▶ _Short task_: List every line in the rows below that contains the word "Mark", copying each line in full.

— begin Data lines —

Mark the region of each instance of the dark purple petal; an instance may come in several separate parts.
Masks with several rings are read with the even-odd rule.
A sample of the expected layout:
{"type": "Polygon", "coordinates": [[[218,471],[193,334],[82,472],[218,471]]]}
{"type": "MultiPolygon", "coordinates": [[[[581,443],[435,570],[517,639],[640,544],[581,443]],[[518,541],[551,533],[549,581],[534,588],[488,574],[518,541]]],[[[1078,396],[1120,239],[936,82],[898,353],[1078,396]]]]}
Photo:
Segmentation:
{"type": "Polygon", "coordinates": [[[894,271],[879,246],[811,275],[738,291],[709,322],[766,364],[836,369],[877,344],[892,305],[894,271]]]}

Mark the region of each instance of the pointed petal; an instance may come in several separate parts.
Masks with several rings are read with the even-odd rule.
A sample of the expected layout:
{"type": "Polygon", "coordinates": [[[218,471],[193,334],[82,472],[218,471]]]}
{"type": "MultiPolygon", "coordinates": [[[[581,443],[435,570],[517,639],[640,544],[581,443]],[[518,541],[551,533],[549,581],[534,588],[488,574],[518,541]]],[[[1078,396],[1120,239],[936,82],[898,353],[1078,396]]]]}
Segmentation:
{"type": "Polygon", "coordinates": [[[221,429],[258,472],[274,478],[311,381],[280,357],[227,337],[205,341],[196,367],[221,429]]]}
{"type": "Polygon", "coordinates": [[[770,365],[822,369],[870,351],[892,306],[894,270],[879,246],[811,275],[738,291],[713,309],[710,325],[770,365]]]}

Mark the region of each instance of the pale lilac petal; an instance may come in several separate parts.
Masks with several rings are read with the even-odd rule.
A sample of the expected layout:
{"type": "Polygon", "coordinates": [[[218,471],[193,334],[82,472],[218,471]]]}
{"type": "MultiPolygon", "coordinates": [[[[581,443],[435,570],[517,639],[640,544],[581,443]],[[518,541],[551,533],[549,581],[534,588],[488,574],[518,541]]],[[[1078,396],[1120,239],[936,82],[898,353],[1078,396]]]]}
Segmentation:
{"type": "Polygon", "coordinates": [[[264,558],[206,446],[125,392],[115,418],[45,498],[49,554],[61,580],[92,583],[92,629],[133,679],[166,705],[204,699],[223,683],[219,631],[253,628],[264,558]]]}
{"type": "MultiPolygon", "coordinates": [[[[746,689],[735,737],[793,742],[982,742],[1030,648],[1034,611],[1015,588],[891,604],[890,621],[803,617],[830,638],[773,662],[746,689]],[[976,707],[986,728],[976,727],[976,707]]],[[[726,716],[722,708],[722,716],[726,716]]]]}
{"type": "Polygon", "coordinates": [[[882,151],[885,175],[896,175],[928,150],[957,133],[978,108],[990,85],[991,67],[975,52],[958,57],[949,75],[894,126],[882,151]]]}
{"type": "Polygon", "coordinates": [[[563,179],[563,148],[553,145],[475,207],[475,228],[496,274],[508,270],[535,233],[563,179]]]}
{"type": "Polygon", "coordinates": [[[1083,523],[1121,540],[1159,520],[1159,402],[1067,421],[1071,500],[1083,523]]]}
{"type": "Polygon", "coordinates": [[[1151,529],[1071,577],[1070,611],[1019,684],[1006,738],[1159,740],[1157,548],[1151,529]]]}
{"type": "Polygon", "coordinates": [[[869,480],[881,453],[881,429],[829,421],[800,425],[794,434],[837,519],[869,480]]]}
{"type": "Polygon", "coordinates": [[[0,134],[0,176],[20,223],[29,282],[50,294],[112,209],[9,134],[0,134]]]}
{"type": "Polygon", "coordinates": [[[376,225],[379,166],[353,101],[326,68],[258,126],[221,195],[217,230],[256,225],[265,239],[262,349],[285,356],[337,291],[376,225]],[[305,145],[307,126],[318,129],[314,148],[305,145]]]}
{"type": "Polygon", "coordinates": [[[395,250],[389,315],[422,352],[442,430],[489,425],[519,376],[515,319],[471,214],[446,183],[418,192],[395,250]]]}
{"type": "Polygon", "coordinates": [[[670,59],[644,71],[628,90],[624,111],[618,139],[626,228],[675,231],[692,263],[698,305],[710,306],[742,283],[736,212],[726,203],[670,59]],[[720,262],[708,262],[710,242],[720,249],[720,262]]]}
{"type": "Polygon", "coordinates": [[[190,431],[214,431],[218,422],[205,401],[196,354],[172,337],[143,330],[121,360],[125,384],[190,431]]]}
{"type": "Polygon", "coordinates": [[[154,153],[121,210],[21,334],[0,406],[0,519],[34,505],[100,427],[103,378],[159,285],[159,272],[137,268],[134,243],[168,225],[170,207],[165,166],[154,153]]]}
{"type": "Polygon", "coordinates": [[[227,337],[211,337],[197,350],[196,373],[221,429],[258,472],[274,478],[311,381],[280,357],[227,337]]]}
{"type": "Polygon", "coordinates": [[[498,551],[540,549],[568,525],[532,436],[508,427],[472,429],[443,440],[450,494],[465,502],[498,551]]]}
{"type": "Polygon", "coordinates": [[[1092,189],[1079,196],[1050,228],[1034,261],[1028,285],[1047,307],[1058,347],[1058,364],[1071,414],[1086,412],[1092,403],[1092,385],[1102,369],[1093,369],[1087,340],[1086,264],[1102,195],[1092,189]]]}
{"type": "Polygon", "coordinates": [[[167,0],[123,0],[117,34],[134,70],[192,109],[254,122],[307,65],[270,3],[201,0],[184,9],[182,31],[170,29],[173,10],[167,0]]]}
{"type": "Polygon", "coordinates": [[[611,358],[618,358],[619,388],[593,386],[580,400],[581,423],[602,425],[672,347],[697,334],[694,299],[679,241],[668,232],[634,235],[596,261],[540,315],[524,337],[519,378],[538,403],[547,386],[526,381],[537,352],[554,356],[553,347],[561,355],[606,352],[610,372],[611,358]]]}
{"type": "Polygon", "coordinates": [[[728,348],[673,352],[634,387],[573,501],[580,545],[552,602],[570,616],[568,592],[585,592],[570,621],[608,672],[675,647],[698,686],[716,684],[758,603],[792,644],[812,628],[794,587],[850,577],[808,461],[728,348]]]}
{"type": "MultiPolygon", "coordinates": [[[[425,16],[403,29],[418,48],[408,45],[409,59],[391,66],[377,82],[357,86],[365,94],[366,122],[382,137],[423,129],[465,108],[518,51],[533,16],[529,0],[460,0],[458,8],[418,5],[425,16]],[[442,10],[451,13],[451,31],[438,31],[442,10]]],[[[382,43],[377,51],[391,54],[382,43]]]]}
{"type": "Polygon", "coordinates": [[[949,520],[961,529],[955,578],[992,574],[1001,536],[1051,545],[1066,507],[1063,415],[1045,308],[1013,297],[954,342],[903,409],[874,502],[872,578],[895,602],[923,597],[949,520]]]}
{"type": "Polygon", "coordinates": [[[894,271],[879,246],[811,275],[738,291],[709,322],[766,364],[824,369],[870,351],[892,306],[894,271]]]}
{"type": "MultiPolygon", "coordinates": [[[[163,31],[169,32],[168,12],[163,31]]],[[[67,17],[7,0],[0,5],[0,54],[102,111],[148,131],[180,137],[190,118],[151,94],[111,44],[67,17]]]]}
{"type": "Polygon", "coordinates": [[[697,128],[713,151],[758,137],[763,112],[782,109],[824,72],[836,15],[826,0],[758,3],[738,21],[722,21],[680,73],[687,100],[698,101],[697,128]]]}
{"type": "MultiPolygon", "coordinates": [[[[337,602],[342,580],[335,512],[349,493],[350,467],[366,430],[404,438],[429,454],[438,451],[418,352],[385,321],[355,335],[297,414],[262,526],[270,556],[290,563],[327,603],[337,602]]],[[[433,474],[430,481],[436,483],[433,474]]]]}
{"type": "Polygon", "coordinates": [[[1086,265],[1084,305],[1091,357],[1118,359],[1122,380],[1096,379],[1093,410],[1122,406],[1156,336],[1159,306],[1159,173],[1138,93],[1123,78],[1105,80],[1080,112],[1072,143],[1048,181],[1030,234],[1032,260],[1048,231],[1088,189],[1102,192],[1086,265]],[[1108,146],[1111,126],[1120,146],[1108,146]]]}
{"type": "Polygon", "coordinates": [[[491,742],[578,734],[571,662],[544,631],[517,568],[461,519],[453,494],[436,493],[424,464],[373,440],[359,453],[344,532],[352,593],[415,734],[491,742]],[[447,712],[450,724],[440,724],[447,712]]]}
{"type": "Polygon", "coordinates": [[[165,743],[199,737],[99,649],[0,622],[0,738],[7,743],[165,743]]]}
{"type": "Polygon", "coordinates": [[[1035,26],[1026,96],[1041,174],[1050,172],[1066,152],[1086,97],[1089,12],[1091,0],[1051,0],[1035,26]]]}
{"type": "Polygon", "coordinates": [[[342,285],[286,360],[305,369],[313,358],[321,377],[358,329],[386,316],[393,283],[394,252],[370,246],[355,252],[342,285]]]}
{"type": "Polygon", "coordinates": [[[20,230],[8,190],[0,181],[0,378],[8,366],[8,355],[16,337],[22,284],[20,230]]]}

— end Data lines —

▶ _Response_:
Mark the region of each instance of the dark purple petal; an instance may come in several separate parts.
Mark the region of each instance of the pointed petal; an instance may come in several separate parts.
Mark the region of each instance of the pale lilac petal; an instance may come in several separate parts.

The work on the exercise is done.